# RECORD SET start
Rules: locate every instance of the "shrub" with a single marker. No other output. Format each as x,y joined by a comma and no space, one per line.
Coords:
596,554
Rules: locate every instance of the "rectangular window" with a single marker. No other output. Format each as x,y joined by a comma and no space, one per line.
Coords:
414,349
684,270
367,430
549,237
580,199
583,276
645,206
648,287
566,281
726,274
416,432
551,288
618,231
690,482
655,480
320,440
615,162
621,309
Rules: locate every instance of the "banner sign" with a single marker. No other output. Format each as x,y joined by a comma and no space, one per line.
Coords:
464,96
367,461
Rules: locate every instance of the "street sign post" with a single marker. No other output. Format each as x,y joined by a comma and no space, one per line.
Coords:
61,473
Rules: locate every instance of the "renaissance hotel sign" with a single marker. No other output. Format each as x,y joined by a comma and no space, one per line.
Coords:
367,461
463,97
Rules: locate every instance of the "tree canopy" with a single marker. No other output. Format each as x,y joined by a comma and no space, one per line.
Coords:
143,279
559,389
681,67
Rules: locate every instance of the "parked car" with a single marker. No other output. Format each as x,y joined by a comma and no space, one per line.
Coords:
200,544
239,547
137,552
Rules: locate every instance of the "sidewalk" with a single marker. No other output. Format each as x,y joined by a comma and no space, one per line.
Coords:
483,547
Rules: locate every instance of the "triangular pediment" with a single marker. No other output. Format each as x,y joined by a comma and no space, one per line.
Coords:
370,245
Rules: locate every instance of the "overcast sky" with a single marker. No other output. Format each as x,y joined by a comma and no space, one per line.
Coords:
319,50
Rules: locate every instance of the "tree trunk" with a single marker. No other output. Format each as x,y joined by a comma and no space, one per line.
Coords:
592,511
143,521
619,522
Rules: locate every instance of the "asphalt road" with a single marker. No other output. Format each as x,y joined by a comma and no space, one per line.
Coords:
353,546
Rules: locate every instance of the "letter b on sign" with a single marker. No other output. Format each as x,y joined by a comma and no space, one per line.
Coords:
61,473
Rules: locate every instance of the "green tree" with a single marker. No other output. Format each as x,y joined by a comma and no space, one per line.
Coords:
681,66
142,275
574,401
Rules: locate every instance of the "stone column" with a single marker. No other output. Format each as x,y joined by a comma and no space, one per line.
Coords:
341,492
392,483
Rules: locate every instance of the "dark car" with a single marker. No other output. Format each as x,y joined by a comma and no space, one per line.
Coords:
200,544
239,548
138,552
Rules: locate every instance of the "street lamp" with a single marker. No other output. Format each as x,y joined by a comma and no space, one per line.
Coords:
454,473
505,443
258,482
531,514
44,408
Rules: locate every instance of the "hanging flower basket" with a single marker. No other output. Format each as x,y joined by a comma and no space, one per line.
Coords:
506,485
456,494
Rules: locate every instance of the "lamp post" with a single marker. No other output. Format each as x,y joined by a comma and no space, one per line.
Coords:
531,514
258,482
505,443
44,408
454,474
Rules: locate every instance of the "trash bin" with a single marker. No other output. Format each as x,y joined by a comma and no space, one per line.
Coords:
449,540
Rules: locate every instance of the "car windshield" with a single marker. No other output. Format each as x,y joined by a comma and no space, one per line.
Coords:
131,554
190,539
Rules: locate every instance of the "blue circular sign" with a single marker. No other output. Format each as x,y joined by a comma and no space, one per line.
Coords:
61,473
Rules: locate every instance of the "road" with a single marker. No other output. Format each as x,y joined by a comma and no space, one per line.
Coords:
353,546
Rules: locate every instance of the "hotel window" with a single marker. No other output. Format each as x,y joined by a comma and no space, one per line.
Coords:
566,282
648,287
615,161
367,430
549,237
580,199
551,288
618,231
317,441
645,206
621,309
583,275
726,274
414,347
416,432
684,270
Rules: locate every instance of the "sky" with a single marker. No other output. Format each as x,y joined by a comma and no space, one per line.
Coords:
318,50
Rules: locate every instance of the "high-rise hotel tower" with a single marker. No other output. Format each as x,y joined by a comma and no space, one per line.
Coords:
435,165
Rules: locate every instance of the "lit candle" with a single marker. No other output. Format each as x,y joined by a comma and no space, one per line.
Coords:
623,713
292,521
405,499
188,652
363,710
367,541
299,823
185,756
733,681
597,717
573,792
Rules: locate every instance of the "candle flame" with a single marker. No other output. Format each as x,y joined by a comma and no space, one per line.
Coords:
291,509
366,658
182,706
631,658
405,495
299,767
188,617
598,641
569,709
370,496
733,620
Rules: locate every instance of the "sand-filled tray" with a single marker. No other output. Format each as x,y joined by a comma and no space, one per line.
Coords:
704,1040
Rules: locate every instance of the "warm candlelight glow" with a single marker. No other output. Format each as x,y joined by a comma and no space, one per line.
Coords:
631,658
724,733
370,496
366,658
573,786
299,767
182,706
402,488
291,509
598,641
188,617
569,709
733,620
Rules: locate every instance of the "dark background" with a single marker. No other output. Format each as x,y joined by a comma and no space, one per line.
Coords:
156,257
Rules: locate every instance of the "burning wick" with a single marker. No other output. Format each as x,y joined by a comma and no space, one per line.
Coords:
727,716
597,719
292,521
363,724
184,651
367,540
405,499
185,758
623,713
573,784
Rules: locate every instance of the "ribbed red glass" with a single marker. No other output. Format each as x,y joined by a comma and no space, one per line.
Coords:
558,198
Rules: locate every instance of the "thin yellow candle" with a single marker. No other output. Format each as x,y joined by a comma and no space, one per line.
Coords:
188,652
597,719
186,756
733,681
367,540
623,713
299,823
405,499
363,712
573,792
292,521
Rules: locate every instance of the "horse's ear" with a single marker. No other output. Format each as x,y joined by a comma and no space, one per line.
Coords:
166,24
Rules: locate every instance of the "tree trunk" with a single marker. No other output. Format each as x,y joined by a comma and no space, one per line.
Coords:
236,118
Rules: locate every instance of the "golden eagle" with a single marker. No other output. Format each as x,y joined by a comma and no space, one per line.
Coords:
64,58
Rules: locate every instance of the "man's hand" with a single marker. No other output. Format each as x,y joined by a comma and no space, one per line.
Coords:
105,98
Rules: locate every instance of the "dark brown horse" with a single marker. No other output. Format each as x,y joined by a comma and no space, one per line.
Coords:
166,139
# RECORD SET end
■ **THE EXERCISE**
Retype the material in full. Each word must match.

■ **THE REPLY**
Rules: locate every instance of the "shrub" with a single marker. No other output. Format each as x,y joined by a comma and no space, one per line.
Coords:
596,554
Rules: locate every instance of the "rectangular window" with a single marker. No other output. Format each as x,y joined by a comma and no space, one per line.
Coords:
414,349
684,270
367,430
549,237
580,199
583,276
645,206
648,287
566,281
726,274
416,432
551,288
618,231
690,482
655,480
320,440
615,162
621,309
Rules: locate every instance of the "banner sign" with a single marker. No other output. Format each as x,y joined by a comma and no space, one per line.
Coords:
464,96
367,461
Rules: locate every instance of the "street sign post" with a single marker. No other output. Format each as x,y joined by a comma and no space, one per line.
Coords:
61,473
Rules: locate every instance of the "renaissance hotel sign" with a single marker. No other output. Format each as x,y joined by a comma and no space, one per line.
Coords:
367,461
463,97
Rules: locate every instance of the "tree canopy" with a single marker. No other output. Format each as x,y joined by a comma and no space, one per line.
Coords:
143,279
559,389
681,67
Rules: locate every instance of the "parked car" with a single marker. No other output. Format each as x,y joined by a comma and no space, one per line.
Coords:
200,544
239,547
137,552
Rules: locate every instance of the "sidewalk" with a single marker. No other output. Format each as x,y joined by a comma and no space, one per line.
Coords:
483,547
Rules: locate every instance of the "triangular pediment" with a single marker. No other output. Format each as x,y joined by a comma and no space, one per line.
Coords:
370,245
Rules: locate every instance of the "overcast sky" with a single marker. No other output. Format each as x,y joined by a comma and no space, one per line.
Coords:
319,50
Rules: locate every instance of the "tree trunk" with a single marker. No other output. Format each as x,y joined by a comma and no space, one per line.
Coords:
592,511
143,521
619,522
Rules: locate every instance of the "asphalt road" with a single marker. No other output. Format each as x,y joined by a comma and no space, one per line.
Coords:
353,546
Rules: locate every instance of the "letter b on sign" with a single marker. No other output. Format each as x,y joined by a comma and no space, one per line.
Coords:
61,473
Rules: locate every instance of the "green tree" with a single marker. No other output. Format each as x,y joined by a comma and no space, one per line.
Coords:
681,66
142,275
574,401
Rules: locate every instance of the "stone column" with a single marker. No other output. Format each as x,y joined by a comma and no space, one per line.
Coords:
341,492
392,483
Rules: locate every instance of the "dark car" with a single marker. No other output. Format each as x,y joined by a comma and no space, one per line.
Coords:
200,544
239,548
138,552
Rules: locate every instance of the "street lamp" with a single marker. No other output. Format each as x,y joined by a comma and no space, one per line.
Coords:
454,473
505,443
258,482
531,514
44,408
Rules: locate every instance of the "hanging flower basket" with a single marker. No other output. Format each as x,y joined by a comma and no space, one per line.
Coords:
506,485
456,494
Rules: locate every instance of the "lamp post" with a single marker. No other output. Format each as x,y joined by a comma and no space, one per line.
Coords:
531,514
258,482
505,443
44,408
454,474
Rules: locate every instance of the "trash bin" with a single marker. No other output. Format each as x,y joined by a comma and no space, one per line.
Coords:
449,540
Rules: locate every instance of the "car windshield" with a single marker. No other output. Format each as x,y joined by a comma and no space, one per line.
Coords:
131,554
190,539
Rules: locate every instance of the "blue circular sign" with a single marker. No other output. Format each as x,y joined by a comma and no space, one per line.
Coords:
61,473
Rules: locate every instance of the "road" with a single marker. No other output. Format each as x,y joined by a comma and no space, one per line.
Coords:
353,546
Rules: locate every instance of the "hotel window" with a single marker. No other output. Format each as x,y joined by a comma and no space, one per line.
Coords:
566,282
648,287
615,161
367,430
549,237
580,199
551,288
618,231
317,441
645,206
621,309
583,275
726,274
414,347
416,432
684,270
Rules: locate every instance of the "sky" with a single marker. No other output. Format each as x,y joined by a comma and no space, one per line.
Coords:
318,50
Rules: locate every instance of the "high-rise hotel tower" with a single marker. No other output. Format each as x,y joined by a comma and no space, one per line.
Coords:
435,165
Rules: locate every instance of the "lit candle" with a single marker. No other output. Format each as x,y joined by a comma and no space, one per line.
Coords:
623,713
292,521
405,499
188,652
363,710
367,541
299,823
185,756
733,681
597,717
573,792
Rules: locate every instance of the "candle flame" with a single marker. No other output. Format each as x,y joined by a comma and no space, one per line.
Coords:
291,509
366,658
182,706
631,658
405,495
299,767
188,617
598,641
569,709
370,496
733,620
Rules: locate every instance of the "sand-filled tray" with a single marker. No other output. Format each as x,y joined by a comma and no space, one per line.
Coords:
704,1040
Rules: locate every instance of the "warm candlelight glow" with a single marker. No other output. Format each as x,y joined by a comma and no space, one per line.
Coords:
631,658
724,733
370,496
366,658
573,786
299,767
182,706
402,488
291,509
598,641
188,617
569,709
733,620
Rules: locate every instance of the "dark background" with a single marker. No other output. Format each as x,y joined by a comma and no space, one per line.
Coords:
156,257
Rules: locate every instance of the "burning wick" with a single marker. No other output. Format each as x,y joined by a comma and no space, one per line.
Coords:
727,716
597,719
292,521
363,724
184,651
367,540
405,499
185,758
623,713
573,784
Rules: locate every instance of the "ribbed red glass" with a single marker. No other output. Format each as x,y joined by a comma and no space, one per line.
Coords:
558,198
Rules: locate every instance of the "thin yellow candle" with a single marker. No other output. Format each as x,y joined by a comma and no space, one per line.
Coords:
188,652
597,719
186,756
733,681
367,540
623,713
299,823
405,499
363,712
573,792
292,521
Rules: locate every instance of the "horse's ear" with a single marker. No other output. Format each as x,y joined by a comma and no space, one per line.
Coords:
166,24
Rules: locate every instance of the "tree trunk" with a single marker. No other output. Format each as x,y joined by a comma and no space, one per line.
Coords:
236,118
Rules: locate every instance of the "golden eagle" with a single marker. No other output. Format each as x,y joined by a comma and no space, one per line.
Coords:
64,58
Rules: locate every instance of the "man's hand" with a single marker. No other output. Format each as x,y joined by a comma and no space, one per line.
Coords:
105,98
Rules: locate every instance of the "dark brown horse" with a single marker. No other output. Format each as x,y joined by a comma and no space, one per line.
Coords:
166,139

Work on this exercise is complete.